To do:
(1) Reproduce the tax withholding section below word for word, everything from "(b) Payment of" down to "such Credit Party.".
(2) Carry on the tax withholding section of the credit agreement below, starting right after its final sentence.

Excerpted passage:
════

Section 2.14. Taxes; Withholding; Payments Free of Taxes.
(a) Payments Without Deduction or Withholding. Any and all payments by or on account of any obligation of a Credit Party under any Credit Document shall be made free and clear of and without deduction or withholding for any Taxes; provided that if any applicable law requires the deduction or withholding of any Tax from any such payment, then such Credit Party shall make such deduction or withholding and timely pay the full amount deducted or withheld to the relevant Governmental Authority in accordance with applicable law and, if such Tax is an Indemnified Tax, then the sum payable by the applicable Credit Party shall be increased as necessary so that after making all such deductions (including such deductions applicable to additional sums payable under this Section 2.14) the Administrative Agent or a Lender receives an amount equal to the sum it would have received had no such deductions been made.
(b) Payment of Other Taxes. Each applicable Credit Party shall timely pay to the relevant Governmental Authority in accordance with applicable law, or at the option of the Administrative Agent timely reimburse it for the payment of, any Other Taxes of such Credit Party.
(c) Indemnification. Each Credit Party shall indemnify the Administrative Agent and any Lender pursuant
to this Section 2.14 within ten (10) days after demand therefor, for the full amount of any Indemnified Taxes (including Indemnified Taxes imposed or asserted on or attributable to amounts payable under this Section 2.14) payable or
paid by the Administrative Agent or such Lender and any reasonable expenses arising therefrom or with respect thereto. A certificate as to the amount of such payment or liability delivered to the Borrower by a Lender (with a copy to the
Administrative Agent), or by the Administrative Agent on its own behalf or on behalf of a Lender, shall be conclusive absent manifest error. In addition, the Credit
Parties shall indemnify the Administrative Agent or Lender within ten (10) days after demand therefor, for any incremental Taxes that may become
payable by the Administrative Agent or such Lender as a result of any failure of any Credit Party to pay any Taxes when due to the appropriate Governmental Authority or to deliver to the Administrative Agent, pursuant to clause (d), documentation
evidencing the payment of Taxes.

════

Data entries:
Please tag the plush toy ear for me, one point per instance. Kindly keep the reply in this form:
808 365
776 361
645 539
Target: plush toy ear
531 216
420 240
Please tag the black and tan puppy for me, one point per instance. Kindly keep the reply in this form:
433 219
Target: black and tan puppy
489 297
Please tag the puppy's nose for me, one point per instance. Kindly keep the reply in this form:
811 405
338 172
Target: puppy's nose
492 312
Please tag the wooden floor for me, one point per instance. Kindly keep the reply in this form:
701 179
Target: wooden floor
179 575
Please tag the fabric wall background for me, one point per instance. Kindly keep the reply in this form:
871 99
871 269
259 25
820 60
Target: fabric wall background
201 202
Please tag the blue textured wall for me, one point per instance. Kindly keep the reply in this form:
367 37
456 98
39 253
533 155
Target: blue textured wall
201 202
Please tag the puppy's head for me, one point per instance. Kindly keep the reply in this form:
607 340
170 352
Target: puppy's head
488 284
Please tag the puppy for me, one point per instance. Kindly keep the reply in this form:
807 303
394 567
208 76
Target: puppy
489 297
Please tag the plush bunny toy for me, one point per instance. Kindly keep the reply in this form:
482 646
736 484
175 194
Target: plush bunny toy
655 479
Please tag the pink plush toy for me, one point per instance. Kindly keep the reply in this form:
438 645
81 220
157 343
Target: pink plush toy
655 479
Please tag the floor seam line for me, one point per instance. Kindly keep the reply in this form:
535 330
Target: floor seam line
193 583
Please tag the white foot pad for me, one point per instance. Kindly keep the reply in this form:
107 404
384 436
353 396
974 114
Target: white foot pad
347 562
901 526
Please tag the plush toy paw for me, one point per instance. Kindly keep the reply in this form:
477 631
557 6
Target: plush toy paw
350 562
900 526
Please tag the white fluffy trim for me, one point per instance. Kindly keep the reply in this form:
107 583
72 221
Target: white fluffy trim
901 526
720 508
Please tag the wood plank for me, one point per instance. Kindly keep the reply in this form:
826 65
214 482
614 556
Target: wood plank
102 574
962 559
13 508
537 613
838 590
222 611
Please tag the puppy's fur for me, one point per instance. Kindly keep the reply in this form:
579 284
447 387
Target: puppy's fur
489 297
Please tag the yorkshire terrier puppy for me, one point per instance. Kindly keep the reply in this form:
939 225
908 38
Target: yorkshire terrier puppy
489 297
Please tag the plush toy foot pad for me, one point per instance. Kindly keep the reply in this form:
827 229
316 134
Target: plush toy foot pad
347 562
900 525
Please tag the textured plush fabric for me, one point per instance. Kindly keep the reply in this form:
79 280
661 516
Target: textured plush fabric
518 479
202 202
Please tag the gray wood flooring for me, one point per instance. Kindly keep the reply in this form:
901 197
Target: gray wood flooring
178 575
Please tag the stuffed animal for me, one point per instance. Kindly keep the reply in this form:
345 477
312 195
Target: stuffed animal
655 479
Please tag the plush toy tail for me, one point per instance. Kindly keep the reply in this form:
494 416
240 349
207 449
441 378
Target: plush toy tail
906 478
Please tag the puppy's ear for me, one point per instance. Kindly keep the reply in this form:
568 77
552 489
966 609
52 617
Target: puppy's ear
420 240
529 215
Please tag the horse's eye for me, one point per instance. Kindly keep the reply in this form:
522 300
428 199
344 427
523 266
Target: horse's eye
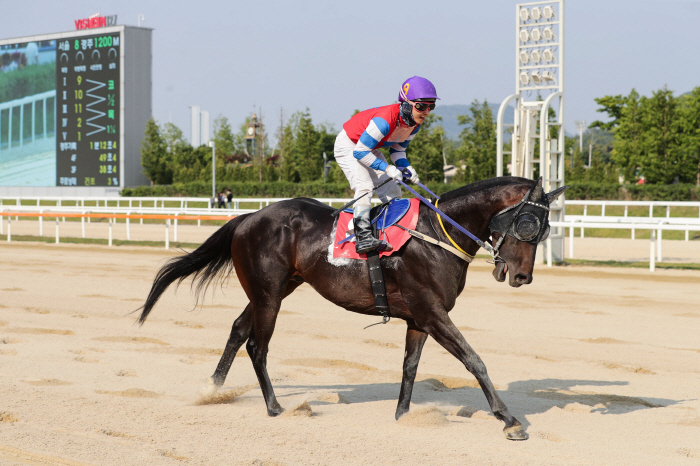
527 226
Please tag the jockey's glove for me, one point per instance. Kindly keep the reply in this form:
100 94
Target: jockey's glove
394 173
411 174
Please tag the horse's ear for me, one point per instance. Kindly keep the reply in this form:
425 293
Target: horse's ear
556 193
537 191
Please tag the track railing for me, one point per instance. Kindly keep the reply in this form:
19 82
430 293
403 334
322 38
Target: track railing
111 216
657 228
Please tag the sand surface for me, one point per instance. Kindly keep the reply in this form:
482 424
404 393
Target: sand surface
602 366
584 248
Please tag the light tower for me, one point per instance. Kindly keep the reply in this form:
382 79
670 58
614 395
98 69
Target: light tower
538 105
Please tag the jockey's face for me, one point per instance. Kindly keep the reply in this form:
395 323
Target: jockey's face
420 115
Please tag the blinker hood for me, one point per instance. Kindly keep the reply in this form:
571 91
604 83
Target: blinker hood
526 220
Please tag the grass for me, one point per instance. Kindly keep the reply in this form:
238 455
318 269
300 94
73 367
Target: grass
639 265
192 246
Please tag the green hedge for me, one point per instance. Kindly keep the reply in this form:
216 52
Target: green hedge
647 192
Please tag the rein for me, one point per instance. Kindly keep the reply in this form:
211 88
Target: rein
488 247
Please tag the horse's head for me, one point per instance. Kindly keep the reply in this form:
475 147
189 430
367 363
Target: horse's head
517 229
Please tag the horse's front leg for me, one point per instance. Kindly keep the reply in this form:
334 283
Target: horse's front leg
415 339
439 326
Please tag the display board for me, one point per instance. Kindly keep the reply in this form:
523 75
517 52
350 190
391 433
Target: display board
87 85
62 108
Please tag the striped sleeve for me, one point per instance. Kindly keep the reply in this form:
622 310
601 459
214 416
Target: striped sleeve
377 130
398 151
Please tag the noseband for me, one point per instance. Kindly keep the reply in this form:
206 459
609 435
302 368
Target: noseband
525 221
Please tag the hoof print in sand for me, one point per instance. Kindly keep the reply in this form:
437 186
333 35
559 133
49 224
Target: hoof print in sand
426 416
8 417
131 393
298 409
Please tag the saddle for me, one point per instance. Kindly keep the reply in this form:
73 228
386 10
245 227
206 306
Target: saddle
400 212
382 217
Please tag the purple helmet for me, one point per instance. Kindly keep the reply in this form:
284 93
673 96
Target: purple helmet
417 88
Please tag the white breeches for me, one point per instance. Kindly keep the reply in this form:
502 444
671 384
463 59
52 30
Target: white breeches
362 179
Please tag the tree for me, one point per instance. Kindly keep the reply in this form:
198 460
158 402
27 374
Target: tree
660 155
155 159
425 150
173 137
689 128
306 155
478 149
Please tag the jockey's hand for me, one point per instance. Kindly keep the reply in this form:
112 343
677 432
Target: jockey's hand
411 174
394 173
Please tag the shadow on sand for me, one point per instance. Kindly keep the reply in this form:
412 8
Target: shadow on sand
523 398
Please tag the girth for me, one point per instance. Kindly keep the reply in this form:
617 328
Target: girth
376 278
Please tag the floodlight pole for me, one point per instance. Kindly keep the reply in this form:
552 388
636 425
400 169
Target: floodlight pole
539 87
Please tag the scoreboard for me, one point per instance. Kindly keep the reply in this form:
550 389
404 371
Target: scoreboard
87 146
73 111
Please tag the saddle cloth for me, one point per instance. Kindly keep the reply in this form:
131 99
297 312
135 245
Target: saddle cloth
394 235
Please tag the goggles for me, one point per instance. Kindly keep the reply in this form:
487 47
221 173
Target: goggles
423 106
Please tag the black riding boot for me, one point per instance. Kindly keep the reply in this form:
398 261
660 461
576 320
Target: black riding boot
365 241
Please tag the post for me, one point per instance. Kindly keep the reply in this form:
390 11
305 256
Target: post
213 168
571 242
652 266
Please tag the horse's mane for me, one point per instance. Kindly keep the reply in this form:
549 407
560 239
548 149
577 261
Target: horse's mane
485 184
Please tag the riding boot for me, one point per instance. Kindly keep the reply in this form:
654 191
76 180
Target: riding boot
365 241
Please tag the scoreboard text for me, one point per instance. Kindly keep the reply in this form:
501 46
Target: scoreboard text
87 113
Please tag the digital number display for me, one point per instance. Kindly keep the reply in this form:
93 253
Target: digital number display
87 111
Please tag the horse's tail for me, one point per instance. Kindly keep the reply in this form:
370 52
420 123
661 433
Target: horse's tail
211 259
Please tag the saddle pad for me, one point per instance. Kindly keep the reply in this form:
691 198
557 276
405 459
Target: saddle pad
394 235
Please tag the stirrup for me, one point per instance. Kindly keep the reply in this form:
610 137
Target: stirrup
361 248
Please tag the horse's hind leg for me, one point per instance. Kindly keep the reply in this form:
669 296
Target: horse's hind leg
415 339
239 334
265 315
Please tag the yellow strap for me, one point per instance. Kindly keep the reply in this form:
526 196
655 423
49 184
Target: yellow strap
449 237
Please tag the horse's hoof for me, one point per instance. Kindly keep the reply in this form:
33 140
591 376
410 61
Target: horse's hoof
275 411
516 432
209 389
400 412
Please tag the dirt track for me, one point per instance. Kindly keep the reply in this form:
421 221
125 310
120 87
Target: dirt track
602 366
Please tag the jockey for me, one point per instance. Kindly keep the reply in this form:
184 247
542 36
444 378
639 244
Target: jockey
356 151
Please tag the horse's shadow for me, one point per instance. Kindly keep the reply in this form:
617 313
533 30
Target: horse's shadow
523 398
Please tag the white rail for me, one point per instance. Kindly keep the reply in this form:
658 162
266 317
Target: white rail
12 104
657 228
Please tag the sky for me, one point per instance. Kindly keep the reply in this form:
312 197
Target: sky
233 58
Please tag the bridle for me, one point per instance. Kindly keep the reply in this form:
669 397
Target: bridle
526 221
531 226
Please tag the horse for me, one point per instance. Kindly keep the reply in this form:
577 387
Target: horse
276 249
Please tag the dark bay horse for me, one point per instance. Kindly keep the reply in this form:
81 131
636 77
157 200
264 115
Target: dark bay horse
278 248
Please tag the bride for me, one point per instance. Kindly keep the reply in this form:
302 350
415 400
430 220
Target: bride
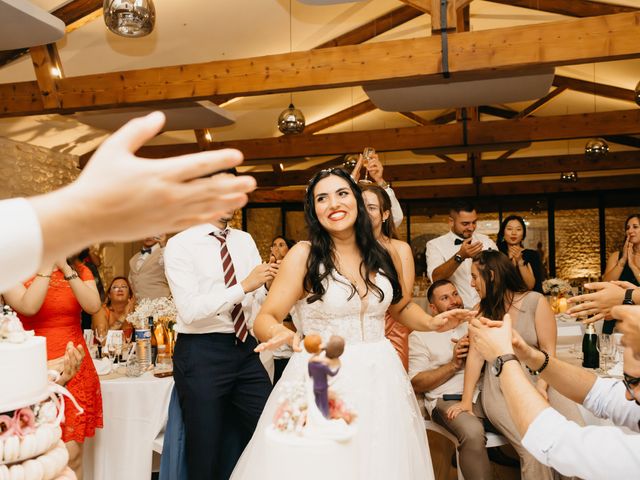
347 284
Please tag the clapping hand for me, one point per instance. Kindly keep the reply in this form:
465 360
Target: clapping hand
491 338
450 319
280 336
597 305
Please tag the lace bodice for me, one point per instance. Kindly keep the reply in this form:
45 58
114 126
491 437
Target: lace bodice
356 320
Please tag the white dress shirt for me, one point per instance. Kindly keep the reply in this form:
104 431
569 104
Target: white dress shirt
592 452
396 209
430 350
194 270
21 245
441 249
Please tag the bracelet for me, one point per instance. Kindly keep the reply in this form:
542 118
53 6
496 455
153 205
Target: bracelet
544 365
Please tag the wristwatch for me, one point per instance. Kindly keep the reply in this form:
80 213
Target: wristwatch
496 368
628 297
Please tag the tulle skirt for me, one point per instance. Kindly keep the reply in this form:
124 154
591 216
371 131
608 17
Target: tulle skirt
390 440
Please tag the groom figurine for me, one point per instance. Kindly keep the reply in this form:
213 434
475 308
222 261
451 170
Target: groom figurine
216 274
321 368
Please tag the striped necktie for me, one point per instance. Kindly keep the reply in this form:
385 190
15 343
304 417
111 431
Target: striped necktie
237 315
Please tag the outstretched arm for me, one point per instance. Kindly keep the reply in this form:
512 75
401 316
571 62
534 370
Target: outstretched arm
287 288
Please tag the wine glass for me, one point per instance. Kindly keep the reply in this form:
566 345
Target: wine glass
367 154
100 334
606 348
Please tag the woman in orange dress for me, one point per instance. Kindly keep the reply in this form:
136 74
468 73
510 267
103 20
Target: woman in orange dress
117 306
50 303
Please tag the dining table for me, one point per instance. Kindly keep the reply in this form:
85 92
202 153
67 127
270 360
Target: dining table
134 413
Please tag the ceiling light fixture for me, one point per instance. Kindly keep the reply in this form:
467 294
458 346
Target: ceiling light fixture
129 18
291 120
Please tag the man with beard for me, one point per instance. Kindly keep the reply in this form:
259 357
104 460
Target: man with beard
449 256
436 369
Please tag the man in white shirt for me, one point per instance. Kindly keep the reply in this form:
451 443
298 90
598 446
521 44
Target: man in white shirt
449 256
215 274
436 369
118 197
590 452
146 269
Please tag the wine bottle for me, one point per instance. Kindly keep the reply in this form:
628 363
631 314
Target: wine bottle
154 341
590 354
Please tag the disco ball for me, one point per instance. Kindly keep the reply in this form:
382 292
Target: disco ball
291 121
596 148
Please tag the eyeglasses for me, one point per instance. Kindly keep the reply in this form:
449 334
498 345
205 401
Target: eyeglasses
630 383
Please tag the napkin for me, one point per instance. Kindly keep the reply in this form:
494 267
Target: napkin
103 366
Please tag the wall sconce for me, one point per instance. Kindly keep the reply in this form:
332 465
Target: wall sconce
569 177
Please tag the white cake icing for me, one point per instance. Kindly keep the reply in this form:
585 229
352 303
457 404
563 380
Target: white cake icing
298 456
23 373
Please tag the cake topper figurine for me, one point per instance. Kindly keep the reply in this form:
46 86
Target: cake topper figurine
324 363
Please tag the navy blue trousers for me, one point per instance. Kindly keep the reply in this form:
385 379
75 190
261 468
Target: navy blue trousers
222 388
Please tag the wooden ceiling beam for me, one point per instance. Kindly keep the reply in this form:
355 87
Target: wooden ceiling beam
486 136
340 117
48 68
556 164
594 88
475 54
69 13
375 27
531 109
571 8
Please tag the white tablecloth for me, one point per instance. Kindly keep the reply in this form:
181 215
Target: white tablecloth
135 411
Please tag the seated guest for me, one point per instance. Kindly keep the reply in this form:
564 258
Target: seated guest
50 303
436 369
449 255
119 303
378 206
146 274
511 236
624 265
572 450
502 290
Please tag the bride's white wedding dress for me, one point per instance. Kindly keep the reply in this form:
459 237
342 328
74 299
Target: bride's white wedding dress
391 442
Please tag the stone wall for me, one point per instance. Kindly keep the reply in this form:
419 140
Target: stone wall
29 170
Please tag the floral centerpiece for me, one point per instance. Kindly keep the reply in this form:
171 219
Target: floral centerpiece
161 309
556 286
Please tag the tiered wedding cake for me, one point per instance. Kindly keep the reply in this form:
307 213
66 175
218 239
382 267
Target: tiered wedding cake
302 441
30 436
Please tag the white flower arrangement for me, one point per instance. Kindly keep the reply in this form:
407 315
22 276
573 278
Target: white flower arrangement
156 308
556 286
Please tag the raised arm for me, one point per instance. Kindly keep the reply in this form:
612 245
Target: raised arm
413 317
286 290
547 333
472 371
83 286
28 300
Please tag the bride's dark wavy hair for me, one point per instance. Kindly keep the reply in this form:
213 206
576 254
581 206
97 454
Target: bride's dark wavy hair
320 263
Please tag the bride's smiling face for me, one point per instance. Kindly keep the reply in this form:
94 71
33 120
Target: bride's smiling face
335 204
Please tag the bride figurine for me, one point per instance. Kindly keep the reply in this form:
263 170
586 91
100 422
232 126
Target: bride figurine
342 282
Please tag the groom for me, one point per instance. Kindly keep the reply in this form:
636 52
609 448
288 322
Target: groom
216 276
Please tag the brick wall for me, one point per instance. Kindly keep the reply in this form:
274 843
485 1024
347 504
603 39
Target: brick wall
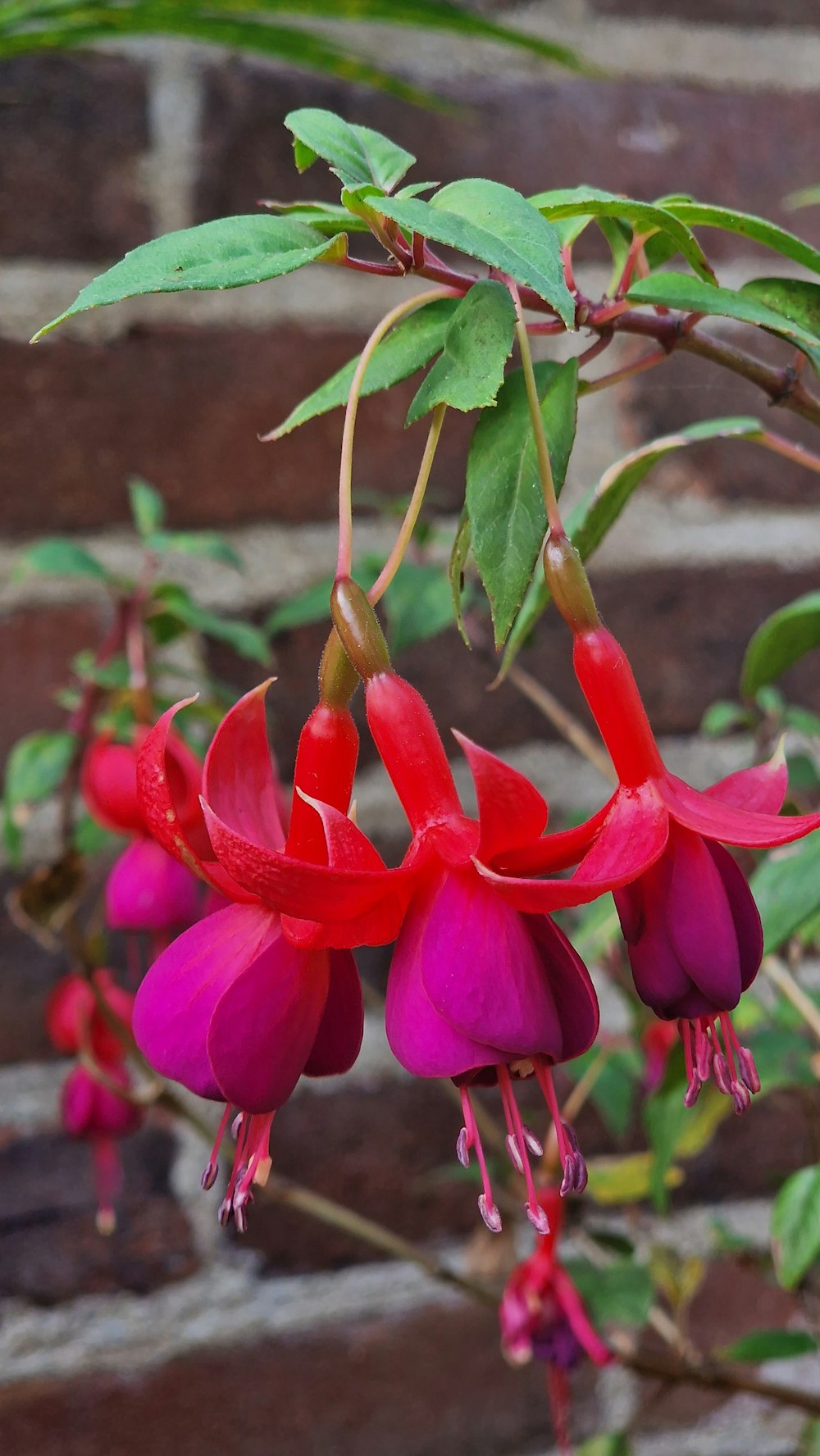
169 1337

════

Expected responses:
(1)
(b) Payment of Other Taxes. Each applicable Credit Party shall timely pay to the relevant Governmental Authority in accordance with applicable law, or at the option of the Administrative Agent timely reimburse it for the payment of, any Other Taxes of such Credit Party.

(2)
(d) Evidence of Payments. As soon as practicable after any payment of Taxes by any Credit Party to a Governmental Authority pursuant to this Section 2.14, such Credit Party shall deliver to the Administrative Agent the original or a certified copy of a receipt issued by such Governmental Authority evidencing such payment, a copy of the return reporting such payment or other evidence of such payment reasonably satisfactory to the Administrative Agent.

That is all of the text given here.